What the task asks
Could you output the entire linked-list explanation below, unchanged and word for word?

Source text
------

Firstly we place a pointer at middle element of the link list.This can be done in n/2 or O(n) by

initially keeping two pointers pointing to start node.Incrementing one ptr by 1(let say p=p->next) and other by 2(let say q=q->next->next) till (q!=null && q->next!=null&& q->next->next!=null).When this loop terminates ptr p will be at middle of link list(LL).

This middle node will be even numbered node if there are even no. of node in LL.Now we need to increment p by 1 and need a new ptr (let say odd) which points to starting node.After this we just need to swap the data (of node to which ptrs are pointing ) and increment both ptrs( odd and p) by 2 .

If no. of nodes in LL are odd then the (extra)increment of p by 1 which was done previously is not needed .

finding if LL contains even or node no. of nodes can be done in the same loop which is used to find middle ele of LL .So no extra time required.

------

Data section
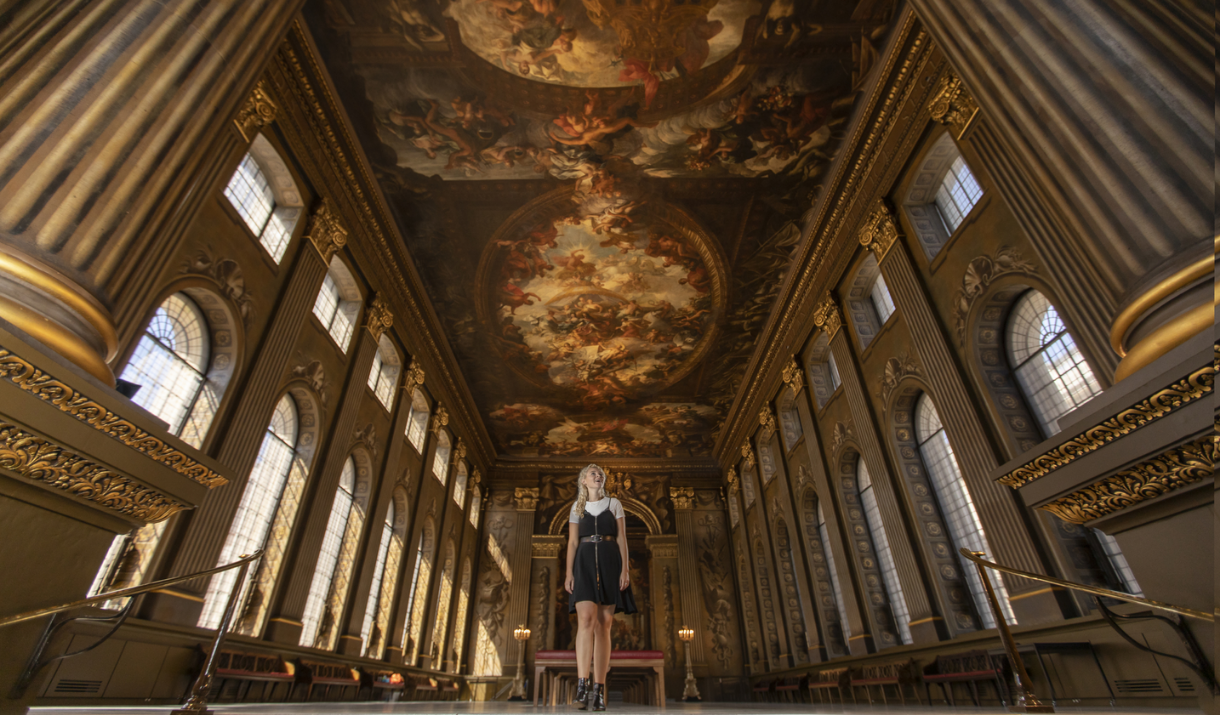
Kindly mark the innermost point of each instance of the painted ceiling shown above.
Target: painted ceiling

------

Task response
Firstly we place a pointer at middle element of the link list.This can be done in n/2 or O(n) by

initially keeping two pointers pointing to start node.Incrementing one ptr by 1(let say p=p->next) and other by 2(let say q=q->next->next) till (q!=null && q->next!=null&& q->next->next!=null).When this loop terminates ptr p will be at middle of link list(LL).

This middle node will be even numbered node if there are even no. of node in LL.Now we need to increment p by 1 and need a new ptr (let say odd) which points to starting node.After this we just need to swap the data (of node to which ptrs are pointing ) and increment both ptrs( odd and p) by 2 .

If no. of nodes in LL are odd then the (extra)increment of p by 1 which was done previously is not needed .

finding if LL contains even or node no. of nodes can be done in the same loop which is used to find middle ele of LL .So no extra time required.